Course Overview
Are you a healthcare provider or frontline clinician? Do you feel that you and your patients would benefit if you had more training and education about caring for people with mental illness including addiction? If you answered yes, you are not alone. That is why we have created Understanding Stigma. Understanding Stigma is a free online course adapted by the Mental Health Commission of Canada from a workshop created by the Central Local Health Integration Network. The course is designed to help healthcare providers and frontline clinicians develop strategies to improve patient–provider interactions and overall care for people with mental illness including addiction.
The stigmatization of people living with mental illness including addiction is all too common in Canada, including within healthcare environments. People with lived experiences of mental illness including addiction often report feeling devalued, dismissed and dehumanized by many of the healthcare professionals with whom they come into contact. Research with healthcare providers suggests that stigma can manifest in subtle and largely unintended ways. Specifically, stigma can be related to a lack of skills and confidence when working with patients with mental illness including addiction, a lack awareness of one’s own prejudices and an incomplete understanding of how important healthcare providers are in the process of recovery (Knaak & Patten, 2016).

** DATA EXTRACTS **
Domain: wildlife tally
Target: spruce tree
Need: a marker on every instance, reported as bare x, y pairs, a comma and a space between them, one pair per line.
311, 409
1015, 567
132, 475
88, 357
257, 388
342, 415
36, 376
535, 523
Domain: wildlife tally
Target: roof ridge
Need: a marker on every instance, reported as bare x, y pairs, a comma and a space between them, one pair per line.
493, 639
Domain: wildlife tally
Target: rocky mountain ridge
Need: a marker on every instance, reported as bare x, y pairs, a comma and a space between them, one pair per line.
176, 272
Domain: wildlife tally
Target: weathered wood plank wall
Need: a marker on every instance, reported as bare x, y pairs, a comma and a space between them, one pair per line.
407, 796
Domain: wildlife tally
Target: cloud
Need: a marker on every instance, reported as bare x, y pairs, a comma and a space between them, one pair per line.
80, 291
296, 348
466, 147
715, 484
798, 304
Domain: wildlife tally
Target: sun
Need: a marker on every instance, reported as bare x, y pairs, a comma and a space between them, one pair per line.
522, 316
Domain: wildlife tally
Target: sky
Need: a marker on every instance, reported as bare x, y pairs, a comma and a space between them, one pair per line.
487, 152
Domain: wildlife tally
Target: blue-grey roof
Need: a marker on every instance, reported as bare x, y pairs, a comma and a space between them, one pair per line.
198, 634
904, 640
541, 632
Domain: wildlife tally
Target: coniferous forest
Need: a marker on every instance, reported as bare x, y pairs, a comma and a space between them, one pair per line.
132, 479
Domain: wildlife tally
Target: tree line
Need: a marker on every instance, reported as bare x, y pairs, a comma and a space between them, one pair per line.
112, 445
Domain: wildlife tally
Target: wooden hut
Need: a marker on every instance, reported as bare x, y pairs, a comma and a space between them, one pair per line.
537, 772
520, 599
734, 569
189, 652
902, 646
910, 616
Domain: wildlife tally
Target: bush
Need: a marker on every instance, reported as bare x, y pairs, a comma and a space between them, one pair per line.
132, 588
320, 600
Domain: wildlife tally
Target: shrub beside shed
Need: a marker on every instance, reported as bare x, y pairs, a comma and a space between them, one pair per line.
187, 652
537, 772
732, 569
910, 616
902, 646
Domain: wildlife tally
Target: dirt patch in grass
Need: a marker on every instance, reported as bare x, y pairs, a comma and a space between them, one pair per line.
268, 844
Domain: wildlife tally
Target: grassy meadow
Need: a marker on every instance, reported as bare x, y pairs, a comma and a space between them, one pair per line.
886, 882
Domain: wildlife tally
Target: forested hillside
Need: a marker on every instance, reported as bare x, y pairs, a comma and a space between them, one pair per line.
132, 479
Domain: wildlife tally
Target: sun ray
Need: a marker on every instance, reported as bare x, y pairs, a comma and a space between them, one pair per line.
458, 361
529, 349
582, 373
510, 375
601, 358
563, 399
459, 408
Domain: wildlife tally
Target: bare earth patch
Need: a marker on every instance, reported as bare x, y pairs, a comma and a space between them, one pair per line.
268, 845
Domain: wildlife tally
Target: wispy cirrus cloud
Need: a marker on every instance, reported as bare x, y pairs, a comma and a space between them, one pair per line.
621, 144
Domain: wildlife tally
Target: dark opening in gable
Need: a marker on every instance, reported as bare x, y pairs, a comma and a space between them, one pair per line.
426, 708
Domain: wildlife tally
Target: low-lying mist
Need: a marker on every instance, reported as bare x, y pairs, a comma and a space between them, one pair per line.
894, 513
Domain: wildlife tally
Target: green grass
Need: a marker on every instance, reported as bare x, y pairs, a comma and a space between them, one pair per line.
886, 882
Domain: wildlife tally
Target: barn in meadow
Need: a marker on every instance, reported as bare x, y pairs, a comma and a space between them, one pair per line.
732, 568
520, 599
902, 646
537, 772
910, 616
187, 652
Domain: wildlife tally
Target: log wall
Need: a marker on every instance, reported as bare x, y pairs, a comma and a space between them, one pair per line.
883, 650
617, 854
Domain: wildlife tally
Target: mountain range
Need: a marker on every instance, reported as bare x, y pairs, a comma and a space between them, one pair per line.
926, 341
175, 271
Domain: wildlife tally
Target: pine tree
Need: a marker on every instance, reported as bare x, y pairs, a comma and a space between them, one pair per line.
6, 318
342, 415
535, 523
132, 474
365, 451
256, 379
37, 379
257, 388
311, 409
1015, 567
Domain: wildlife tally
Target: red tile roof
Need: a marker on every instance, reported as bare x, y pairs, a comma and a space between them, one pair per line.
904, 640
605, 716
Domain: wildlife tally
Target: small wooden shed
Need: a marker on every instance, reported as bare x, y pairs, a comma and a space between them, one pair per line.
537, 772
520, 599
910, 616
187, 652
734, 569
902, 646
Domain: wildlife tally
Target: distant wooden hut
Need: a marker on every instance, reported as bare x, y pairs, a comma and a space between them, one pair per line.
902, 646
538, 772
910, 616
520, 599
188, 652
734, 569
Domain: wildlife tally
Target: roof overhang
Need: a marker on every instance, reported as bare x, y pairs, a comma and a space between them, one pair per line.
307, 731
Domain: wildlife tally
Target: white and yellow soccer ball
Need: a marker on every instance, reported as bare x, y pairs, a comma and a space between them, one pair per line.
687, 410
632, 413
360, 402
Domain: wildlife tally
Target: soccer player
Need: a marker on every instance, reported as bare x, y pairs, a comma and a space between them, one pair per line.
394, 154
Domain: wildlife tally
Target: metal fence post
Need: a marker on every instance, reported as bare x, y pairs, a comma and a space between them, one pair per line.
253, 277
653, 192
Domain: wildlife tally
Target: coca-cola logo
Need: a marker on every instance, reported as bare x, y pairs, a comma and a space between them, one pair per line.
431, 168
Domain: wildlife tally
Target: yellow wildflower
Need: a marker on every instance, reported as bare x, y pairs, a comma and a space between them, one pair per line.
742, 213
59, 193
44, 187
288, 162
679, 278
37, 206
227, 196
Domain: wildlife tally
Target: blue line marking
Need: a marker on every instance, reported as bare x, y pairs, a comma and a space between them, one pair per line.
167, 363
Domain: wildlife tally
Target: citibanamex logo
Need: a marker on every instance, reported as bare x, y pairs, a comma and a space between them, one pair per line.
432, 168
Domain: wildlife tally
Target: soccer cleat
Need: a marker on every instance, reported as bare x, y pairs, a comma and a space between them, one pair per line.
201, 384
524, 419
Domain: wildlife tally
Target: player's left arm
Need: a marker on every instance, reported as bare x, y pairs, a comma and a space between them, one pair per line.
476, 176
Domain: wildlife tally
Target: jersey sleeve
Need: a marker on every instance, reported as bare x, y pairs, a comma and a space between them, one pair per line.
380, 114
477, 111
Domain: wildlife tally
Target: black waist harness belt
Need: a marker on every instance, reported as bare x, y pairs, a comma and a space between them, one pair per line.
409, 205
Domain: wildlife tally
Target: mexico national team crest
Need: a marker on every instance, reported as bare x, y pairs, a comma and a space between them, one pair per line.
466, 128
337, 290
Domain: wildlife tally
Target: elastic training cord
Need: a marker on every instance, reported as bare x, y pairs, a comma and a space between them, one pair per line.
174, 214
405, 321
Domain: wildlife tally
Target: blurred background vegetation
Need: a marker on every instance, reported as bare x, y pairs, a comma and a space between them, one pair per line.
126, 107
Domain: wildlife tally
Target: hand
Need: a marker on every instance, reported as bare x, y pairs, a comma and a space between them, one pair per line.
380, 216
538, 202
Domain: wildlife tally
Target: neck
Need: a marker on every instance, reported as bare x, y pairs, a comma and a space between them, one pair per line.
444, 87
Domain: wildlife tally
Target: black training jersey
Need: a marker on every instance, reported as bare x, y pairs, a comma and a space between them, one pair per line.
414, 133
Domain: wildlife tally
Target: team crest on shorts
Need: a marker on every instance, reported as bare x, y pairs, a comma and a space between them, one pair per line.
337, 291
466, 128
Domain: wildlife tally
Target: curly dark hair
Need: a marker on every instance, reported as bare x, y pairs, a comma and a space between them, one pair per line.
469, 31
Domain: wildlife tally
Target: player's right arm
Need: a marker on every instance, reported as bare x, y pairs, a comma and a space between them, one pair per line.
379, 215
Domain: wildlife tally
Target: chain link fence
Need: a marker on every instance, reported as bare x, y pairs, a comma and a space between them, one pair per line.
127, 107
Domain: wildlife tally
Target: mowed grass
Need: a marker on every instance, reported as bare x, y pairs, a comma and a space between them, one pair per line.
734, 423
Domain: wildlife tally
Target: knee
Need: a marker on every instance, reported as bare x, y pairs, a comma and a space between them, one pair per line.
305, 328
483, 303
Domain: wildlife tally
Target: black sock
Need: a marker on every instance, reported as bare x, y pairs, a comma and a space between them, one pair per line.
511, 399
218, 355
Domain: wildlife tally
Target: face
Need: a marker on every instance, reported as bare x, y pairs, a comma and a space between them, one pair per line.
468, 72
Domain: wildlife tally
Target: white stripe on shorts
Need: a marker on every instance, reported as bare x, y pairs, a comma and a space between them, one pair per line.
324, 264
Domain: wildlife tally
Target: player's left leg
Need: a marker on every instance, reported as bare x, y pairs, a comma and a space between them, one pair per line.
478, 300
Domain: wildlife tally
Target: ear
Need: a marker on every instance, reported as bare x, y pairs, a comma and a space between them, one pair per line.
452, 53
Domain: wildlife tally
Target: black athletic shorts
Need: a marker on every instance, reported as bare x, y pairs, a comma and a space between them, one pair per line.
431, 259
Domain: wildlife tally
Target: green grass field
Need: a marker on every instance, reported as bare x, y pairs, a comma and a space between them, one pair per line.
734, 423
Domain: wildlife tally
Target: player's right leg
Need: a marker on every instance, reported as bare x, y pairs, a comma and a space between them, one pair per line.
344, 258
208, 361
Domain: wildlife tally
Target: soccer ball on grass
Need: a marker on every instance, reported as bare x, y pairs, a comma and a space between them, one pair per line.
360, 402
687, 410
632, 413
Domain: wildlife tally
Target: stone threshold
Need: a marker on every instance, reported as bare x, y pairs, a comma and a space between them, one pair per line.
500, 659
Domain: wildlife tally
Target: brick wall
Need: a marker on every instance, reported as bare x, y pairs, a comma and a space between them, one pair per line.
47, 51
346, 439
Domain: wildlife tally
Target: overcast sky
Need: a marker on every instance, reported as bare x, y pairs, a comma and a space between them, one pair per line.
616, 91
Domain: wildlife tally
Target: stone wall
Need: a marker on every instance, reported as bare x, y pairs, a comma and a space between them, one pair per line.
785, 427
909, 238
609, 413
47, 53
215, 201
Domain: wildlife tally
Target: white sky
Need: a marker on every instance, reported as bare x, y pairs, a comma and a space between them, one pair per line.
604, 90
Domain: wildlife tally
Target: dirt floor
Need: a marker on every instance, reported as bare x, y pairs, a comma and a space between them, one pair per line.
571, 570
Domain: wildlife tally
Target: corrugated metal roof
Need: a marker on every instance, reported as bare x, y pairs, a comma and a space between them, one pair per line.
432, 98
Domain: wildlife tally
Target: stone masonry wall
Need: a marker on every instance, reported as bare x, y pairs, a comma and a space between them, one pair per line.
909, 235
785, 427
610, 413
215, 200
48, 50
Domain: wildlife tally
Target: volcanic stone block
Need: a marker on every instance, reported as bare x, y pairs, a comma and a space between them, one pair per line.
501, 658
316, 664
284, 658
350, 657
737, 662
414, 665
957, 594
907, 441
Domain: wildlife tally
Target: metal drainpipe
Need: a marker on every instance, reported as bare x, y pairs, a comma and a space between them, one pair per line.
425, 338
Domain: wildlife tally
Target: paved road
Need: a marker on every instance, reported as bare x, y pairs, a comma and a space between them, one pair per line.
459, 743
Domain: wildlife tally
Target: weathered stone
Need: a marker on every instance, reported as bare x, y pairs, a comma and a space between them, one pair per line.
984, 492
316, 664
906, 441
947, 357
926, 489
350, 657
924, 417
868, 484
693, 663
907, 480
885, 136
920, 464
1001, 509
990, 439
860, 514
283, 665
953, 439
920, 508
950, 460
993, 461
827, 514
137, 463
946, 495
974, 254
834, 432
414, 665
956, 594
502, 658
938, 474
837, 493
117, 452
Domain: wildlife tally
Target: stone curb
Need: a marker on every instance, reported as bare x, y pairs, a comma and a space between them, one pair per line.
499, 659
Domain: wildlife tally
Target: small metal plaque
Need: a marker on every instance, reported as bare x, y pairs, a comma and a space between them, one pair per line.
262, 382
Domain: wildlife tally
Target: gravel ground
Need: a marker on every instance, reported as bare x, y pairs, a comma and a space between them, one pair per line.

** BRIEF 1 **
Answer these questions from the Understanding Stigma course overview:
(a) Which organization adapted the course?
(b) What was the course adapted from?
(c) According to research with healthcare providers, in what ways can stigma manifest?
** BRIEF 2 **
For each statement, say whether the Understanding Stigma course overview agrees. Support each answer with the deciding words from the overview.
(a) Participants must pay a fee to take the course.
(b) Stigmatization of people with mental illness including addiction occurs within Canadian healthcare environments.
(c) People with lived experiences of mental illness including addiction often report feeling valued by healthcare professionals.
** BRIEF 3 **
Carry on the Understanding Stigma course overview from its final sentence.
None of the lines are needed for this work.

** EXERCISE ANSWER 1 **
(a) The Mental Health Commission of Canada
(b) A workshop created by the Central Local Health Integration Network
(c) In subtle and largely unintended ways

** EXERCISE ANSWER 2 **
(a) No: "Understanding Stigma is a free online course"
(b) Yes: "is all too common in Canada, including within healthcare environments"
(c) No: "often report feeling devalued, dismissed and dehumanized by many of the healthcare professionals with whom they come into contact"

** EXERCISE ANSWER 3 **
The Understanding Stigma online course was developed for healthcare professionals and other frontline clinicians; its purpose is to examine stigmatizing attitudes and behaviours through various instructional activities. The course consists of three modules, which focus on raising awareness, the impacts of stigma, and challenging stigma and discrimination. The scenarios, interactive questions, personal stories and quizzes are intended to help change the attitudes and behaviours of healthcare providers toward people seeking help, and to address attitudes that may result in stigma toward friends, family, colleagues and ourselves.
Learning Objectives
- Explain stigma and its causes, and identify what stigma looks like in the healthcare setting.
- Describe the impact of stigma on people with lived experience and why it is important for people with lived experiences to share their stories.
- Describe the relationship between stigma, mental illness and addiction.
- Identify common misperceptions about mental illness and addiction.
- Describe how mental illness and addiction affect the other and how stigma can affect diagnosis and access to services.
- Describe what is being done to address stigma in healthcare environments and what healthcare providers can do to make a difference.
- Identify ways to reduce stigma, prejudice and discrimination.
- Describe how applying recovery-based and trauma-informed awareness in your approach to care challenges stigma.
- Identify strategies to decrease stigmatizing language use and explain how to incorporate respectful language in verbal and written language.